● 必須タスク:
a – アニメの動画制作についての本文から、次の文を英語に訳してください：「昔は、そうしないと作れないから、分からざるを得なかった。」
b – アニメの動画制作についての本文を、最後の文のあとから書き継いでください。

● 本文テキスト:
══════════
だから、原画さんは、この線をどういうふうなストロークで引いたのか、動画の人は考えるわけです。それで、じゃあ、自分の得意なストロークで引くには、絵を回して上下逆にすればいいんじゃないか、とかやっていたわけです。こういう工夫が重要だったんじゃないかということを最近思っていて。これが絵をリレーしていくことなんじゃないかって。かつてはいろんなセクションがこれを肌で分かっていた。昔は、そうしないと作れないから、分からざるを得なかった。

――そういうことがうまくできなくなったのは、制作工程のデジタル化ともまた違う理由もありますよね。

吉田
そうですね。そもそもそういうやり方ではこなしきれない量の作品が動いていたり、海外にもどんどん動画を出してるっていうこともあるし。そういう根本のシステムっていう問題を、一スタッフレベルではなんともやりようがないところがあります。でも、各自の主体性っていうのはあるわけで。今と昔で、うまい人とそうでない人との比率っていうのはそう変わっていないと思うんですよ。だけれども、動画の線をどう教わっているかで、それが拾えるか拾えないかっていうのはかなり違うなっていう感触があるんです。
══════════
● データ内容:
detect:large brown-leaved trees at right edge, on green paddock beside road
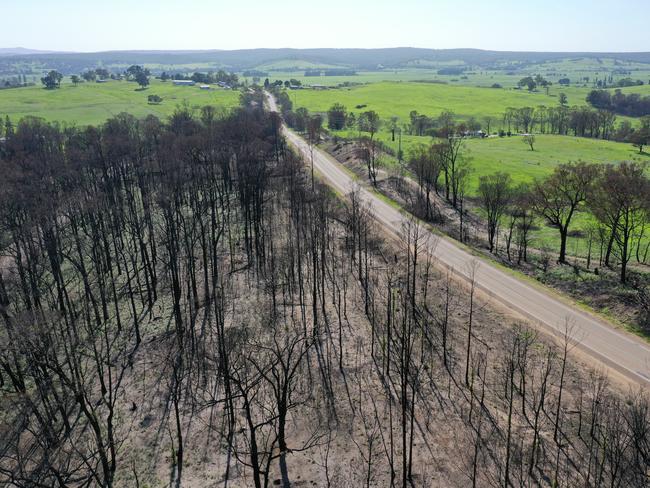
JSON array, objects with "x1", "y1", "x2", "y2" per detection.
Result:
[{"x1": 470, "y1": 162, "x2": 650, "y2": 283}]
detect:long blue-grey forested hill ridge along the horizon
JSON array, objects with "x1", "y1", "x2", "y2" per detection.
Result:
[{"x1": 0, "y1": 47, "x2": 650, "y2": 74}]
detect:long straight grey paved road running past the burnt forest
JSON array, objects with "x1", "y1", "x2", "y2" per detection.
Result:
[{"x1": 268, "y1": 93, "x2": 650, "y2": 387}]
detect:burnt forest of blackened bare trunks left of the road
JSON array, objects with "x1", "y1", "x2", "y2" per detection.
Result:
[{"x1": 0, "y1": 92, "x2": 650, "y2": 488}]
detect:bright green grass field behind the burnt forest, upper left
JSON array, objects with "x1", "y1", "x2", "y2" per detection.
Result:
[{"x1": 0, "y1": 79, "x2": 239, "y2": 125}]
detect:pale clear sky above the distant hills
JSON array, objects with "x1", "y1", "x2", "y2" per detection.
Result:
[{"x1": 0, "y1": 0, "x2": 650, "y2": 52}]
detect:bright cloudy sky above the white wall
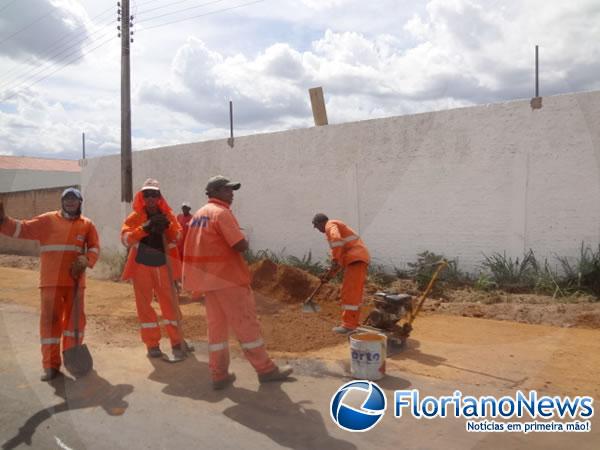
══════════
● 番号付き回答:
a – In the old days, you couldn't make anything unless you worked that way, so you had no choice but to understand it.

b –
僕は動画をスタジオジブリで教わったから、ほかの会社とどこまで同じかわからないですけれど、ジブリでは「髪の毛(の線)は髪の毛だと思って引きなさい」ここを何だと思ってるの? ここはパイプでしょ。鉄だよね?」とかって言われながら覚えたんですよね。こういうのは時代が変わっても大事で、それを知っただけでぐっと変わる人もそれなりにいると思うんですよ。